◆ **Challenge A**
Reproduce the passage on black hole rotation word for word, starting with "We'll talk a" and going on through "fallen into it.".
◆ **Challenge B**
In the black hole rotation passage, rewrite as a short bulleted list the paragraph that begins "Any realistic black hole will have angular momentum" and ends "is unlikely to exist." Keep its main facts.

Back in module five for example,
we discovered that the rotation of a black hole changes
the location of the innermost stable circular orbit.
For a non-rotating black hole,
the ISCO was three times farther from the center
of the black hole than its Schwarzschild event horizon.
But for a rotating black hole,
the ISCO can shrink until it exactly matches up with the black holes event horizon.
It should be noted that as a black hole spins faster and faster,
it also pulls the event horizon inwards.
Both the ISCO and the event horizon can be as small as
half of a Schwarzschild radius for a maximally rotating black hole.
In fact, now would be a good time for us to
fess up about a little white lie we've been telling you.
Any realistic black hole will have angular momentum and will therefore be spinning.
We know that black holes must be spinning because
in-falling particles carry angular momentum,
and we have a pesky law of conservation of angular momentum,
which tells us that particles will contribute angular momentum to the black hole.
While it's convenient for scientists to learn about
the properties of black holes from non-rotating solutions,
the reality is that the perfect Schwarzschild black hole is unlikely to exist.
We should also note something very strange about black hole rotation.
There is a limit to how quickly they can spin.
We'll talk a little bit more about the mathematics behind this concept shortly,
but the basic idea is that the rotation of a black hole drags spacetime along with it.
Similar to the way that water spirals down a drain,
spacetime rotates around a rotating black hole.
This is a process called frame-dragging.
The rotation of a black hole depends on its original spin and
the cumulative effects brought about by all of the material that has fallen into it.
A problem arises when we begin to talk about angular momentum.

◆ **Excerpted records**
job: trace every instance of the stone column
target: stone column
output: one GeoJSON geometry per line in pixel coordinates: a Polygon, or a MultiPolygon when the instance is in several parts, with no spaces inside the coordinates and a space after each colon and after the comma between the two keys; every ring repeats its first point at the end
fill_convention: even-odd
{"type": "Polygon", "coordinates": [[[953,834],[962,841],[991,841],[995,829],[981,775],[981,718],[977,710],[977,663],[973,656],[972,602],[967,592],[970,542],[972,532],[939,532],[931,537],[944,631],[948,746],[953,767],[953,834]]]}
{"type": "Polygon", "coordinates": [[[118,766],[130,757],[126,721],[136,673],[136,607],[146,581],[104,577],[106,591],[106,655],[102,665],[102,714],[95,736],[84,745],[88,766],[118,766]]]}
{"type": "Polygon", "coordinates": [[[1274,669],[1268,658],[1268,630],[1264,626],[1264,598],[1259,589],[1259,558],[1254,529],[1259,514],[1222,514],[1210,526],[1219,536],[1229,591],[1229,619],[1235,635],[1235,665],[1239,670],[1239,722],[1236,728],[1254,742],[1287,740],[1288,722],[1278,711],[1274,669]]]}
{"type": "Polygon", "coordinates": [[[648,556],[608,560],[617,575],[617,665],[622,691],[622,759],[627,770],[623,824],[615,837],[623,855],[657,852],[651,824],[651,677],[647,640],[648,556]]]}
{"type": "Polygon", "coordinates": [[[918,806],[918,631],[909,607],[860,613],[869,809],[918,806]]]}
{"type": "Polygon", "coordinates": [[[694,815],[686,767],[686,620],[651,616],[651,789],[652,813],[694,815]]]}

◆ **Correct result A**
We'll talk a little bit more about the mathematics behind this concept shortly,
but the basic idea is that the rotation of a black hole drags spacetime along with it.
Similar to the way that water spirals down a drain,
spacetime rotates around a rotating black hole.
This is a process called frame-dragging.
The rotation of a black hole depends on its original spin and
the cumulative effects brought about by all of the material that has fallen into it.

◆ **Correct result B**
- Any realistic black hole has angular momentum, so it spins.
- Particles falling into a black hole carry angular momentum.
- Because angular momentum is conserved, these particles add angular momentum to the black hole.
- Non-rotating solutions are a convenient way for scientists to learn black hole properties.
- A perfect Schwarzschild black hole is unlikely to exist.